◆ **Given problem A**
Reproduce verbatim the part of the passage on the CuPy grid code between "- After running" and "be worth it.", inclusive.
◆ **Given problem B**
Extend the passage on running the NumPy grid code with CuPy, picking up after its final sentence.

You’ll notice this code is almost identical to the NumPy version. The key differences:
- We use `cupy as cp` instead of numpy.
- We create the initial grid with `cp.random.choice` (note: CuPy’s random works a bit differently; in this case it should work similarly to NumPy’s).
- After running on GPU, if we want to inspect or visualize the final array in Python, we use `cp.asnumpy` to transfer the data back to the CPU as a NumPy array.

This GPU version will likely run faster than the CPU version for sufficiently large grids (especially if N is large, like 1000 or more). However, keep in mind a few things:
- For very small grids (say 10x10), the GPU overhead might not be worth it.
- We are using `cp.roll`, which, under the hood, launches GPU kernels. There might be more optimized ways (like a single custom kernel to count neighbours) that could be even faster, but our goal here was to keep it simple and similar to the NumPy approach.

◆ **Data**
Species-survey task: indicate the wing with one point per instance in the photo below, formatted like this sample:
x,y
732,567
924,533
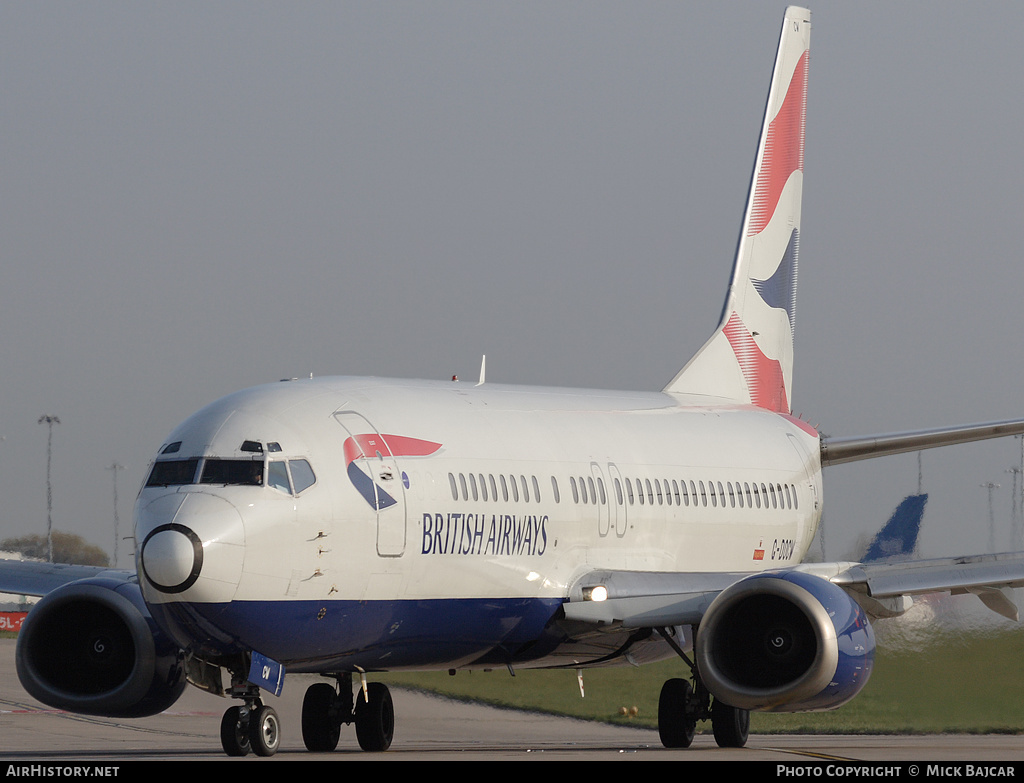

◆ **Final answer A**
- After running on GPU, if we want to inspect or visualize the final array in Python, we use `cp.asnumpy` to transfer the data back to the CPU as a NumPy array.

This GPU version will likely run faster than the CPU version for sufficiently large grids (especially if N is large, like 1000 or more). However, keep in mind a few things:
- For very small grids (say 10x10), the GPU overhead might not be worth it.

◆ **Final answer B**
- We haven’t explicitly measured time here, but you could use Python’s time module or `%timeit` in a Jupyter notebook to compare the CPU and GPU versions. Just remember to synchronize GPU calls if timing (CuPy operations are asynchronous by default, so use `cp.cuda.Stream.null.synchronize()` before stopping the timer, or use CuPy’s built-in benchmarking utilities).

You will notice that before visualising the GPU simulation, we need to transfer the data to the CPU (`cp.asnumpy`) and use `matplotlib` as usual. There are some GPU-aware visualisation tools, such as DirectX, that could display GPU data directly, but that is outside of the scope of this course.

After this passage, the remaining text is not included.